[Passage shown]
■ ■ ■

Nakariakov, SCO, Emelyanychev, Queen's Hall, Edinburgh review - a frenzied feast of contemporary classics

'New Dimensions' concerts continue to flourish

What a delight to see an almost full Queen’s Hall for a programme solely of contemporary music. The Scottish Chamber Orchestra’s New Dimensions series, launched this season, sees a host of newer classical works performed and appears to be drawing in regular audience members as well as a younger crowd.

Opening with James MacMillan’s Tryst, the orchestra wove together the sometimes angular strands of the music with concise conducting from principal conductor Maxim Emelyanychev. They were then joined by trumpet soloist Sergei Nakariakov for Jorg Widmann’s invigorating trumpet concerto Ad Absurdum. This is a piece which makes demands, both physically and intellectually. Not only is the solo part incredibly fast, it involves a whole host of embouchure techniques from the soloist. No stranger to the work – he gave it its premiere in 2006 – Nakariakov performed with dazzling virtuosity as well as hugely impressive breath control! There are moments of frenzy in the orchestral writing too, with a particularly exciting timpani solo from timpanist Louise Goodwin.

■ ■ ■

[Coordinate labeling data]
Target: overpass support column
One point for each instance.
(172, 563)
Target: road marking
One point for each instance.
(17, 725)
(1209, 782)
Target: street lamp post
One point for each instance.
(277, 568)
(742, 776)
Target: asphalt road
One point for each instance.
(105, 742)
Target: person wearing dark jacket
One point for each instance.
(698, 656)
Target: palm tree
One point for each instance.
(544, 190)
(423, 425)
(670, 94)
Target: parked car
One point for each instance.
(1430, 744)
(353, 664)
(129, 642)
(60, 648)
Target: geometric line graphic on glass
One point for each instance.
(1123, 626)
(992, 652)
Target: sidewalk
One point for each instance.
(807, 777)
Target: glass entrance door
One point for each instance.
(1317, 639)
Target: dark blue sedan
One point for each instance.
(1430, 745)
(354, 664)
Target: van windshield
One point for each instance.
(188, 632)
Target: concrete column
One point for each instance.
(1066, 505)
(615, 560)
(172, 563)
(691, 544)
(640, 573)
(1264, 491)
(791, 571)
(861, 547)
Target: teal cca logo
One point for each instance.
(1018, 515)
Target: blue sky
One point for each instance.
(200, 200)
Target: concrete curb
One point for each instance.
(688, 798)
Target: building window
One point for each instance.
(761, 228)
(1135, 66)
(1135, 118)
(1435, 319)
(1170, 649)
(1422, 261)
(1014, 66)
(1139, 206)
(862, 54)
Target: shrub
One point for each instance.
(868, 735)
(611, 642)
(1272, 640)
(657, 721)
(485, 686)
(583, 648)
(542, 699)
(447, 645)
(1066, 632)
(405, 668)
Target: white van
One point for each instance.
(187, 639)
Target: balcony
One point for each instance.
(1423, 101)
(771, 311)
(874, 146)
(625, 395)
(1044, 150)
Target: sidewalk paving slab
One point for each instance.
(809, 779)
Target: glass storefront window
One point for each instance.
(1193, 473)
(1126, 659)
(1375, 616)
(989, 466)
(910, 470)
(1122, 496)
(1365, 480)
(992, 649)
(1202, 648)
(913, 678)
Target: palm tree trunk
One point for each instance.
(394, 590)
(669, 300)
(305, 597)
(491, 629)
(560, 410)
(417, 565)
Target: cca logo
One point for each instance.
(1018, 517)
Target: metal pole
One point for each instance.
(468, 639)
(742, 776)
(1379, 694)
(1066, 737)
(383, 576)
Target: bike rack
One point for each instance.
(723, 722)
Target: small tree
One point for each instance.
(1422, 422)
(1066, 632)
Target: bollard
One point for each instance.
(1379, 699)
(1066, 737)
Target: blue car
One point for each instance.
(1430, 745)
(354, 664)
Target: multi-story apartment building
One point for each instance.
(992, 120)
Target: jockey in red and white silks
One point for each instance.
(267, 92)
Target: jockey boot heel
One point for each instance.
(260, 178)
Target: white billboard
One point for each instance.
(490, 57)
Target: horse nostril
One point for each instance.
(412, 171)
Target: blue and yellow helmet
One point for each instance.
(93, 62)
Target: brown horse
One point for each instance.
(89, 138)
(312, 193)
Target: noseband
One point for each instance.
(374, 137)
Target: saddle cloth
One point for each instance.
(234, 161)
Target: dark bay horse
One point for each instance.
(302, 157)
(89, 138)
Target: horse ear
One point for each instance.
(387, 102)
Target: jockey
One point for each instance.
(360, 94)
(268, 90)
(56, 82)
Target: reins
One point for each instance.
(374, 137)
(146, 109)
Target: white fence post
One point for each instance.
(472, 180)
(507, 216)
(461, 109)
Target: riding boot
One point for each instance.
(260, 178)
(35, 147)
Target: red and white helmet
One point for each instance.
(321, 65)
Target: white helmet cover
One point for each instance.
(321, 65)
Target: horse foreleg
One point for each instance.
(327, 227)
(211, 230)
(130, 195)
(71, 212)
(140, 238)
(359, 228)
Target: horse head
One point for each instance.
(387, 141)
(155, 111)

■ ■ ■

[Exercise instructions]
[a] Return the part of the Edinburgh concert review starting with "Nakariakov, SCO, Emelyanychev, Queen's" and going on through "a younger crowd.".
[b] According to the concert review, in what year did Nakariakov give Ad Absurdum its premiere?
[c] Write what comes next in the Queen's Hall concert review, picking up after its last sentence.
The coordinate labeling data is separate material, unrelated to the concert review.

[Exercise responses]
[a]
Nakariakov, SCO, Emelyanychev, Queen's Hall, Edinburgh review - a frenzied feast of contemporary classics

'New Dimensions' concerts continue to flourish

What a delight to see an almost full Queen’s Hall for a programme solely of contemporary music. The Scottish Chamber Orchestra’s New Dimensions series, launched this season, sees a host of newer classical works performed and appears to be drawing in regular audience members as well as a younger crowd.

[b] 2006

[c]
Widmann’s music also opened the second half. His Con Brio, composed in 2008, was commissioned by the Bavarian Radio Symphony Orchestra as part of a complete series of Beethoven’s symphonies. This piece accompanied the seventh and eighth symphonies, and though no direct quotes of Beethoven’s are used, Widmann employs the same orchestration some of Beethoven’s compositional characteristics can be heard throughout the work. Titled after one of Beethoven’s most used musical markings, Emelyanychev indeed led the orchestra with vigour, through stark dynamic contrasts and moments of driven velocity.

Ending with John Adams’s Chamber Symphony, inspired by the Schoenberg work of the same name, is, in the composer’s words, "shockingly difficult to play". Its complex chromatic passages and careering cross rhythms were expertly navigated in this performance under Emelyanychev’s precise baton. The first movement, titled "Mongrel Airs" – after a critic’s comment that Adams’s music lacked breeding – featured jaunty string playing and tight percussion, while the second, "Aria with Walking Bass", opened with brooding tones from the brass against a stealthily walking bass, before the music’s complex layers increase throughout the 15-piece orchestra, with different instruments rising to the fore. Energetic syncopation was abundant in the final movement, aptly titled "Roadrunner". Flurried woodwind and punchy brass were juxtaposed with more tender, bowed passages in the strings before the piece continued to bubble up to an exhilarating yet abrupt finale.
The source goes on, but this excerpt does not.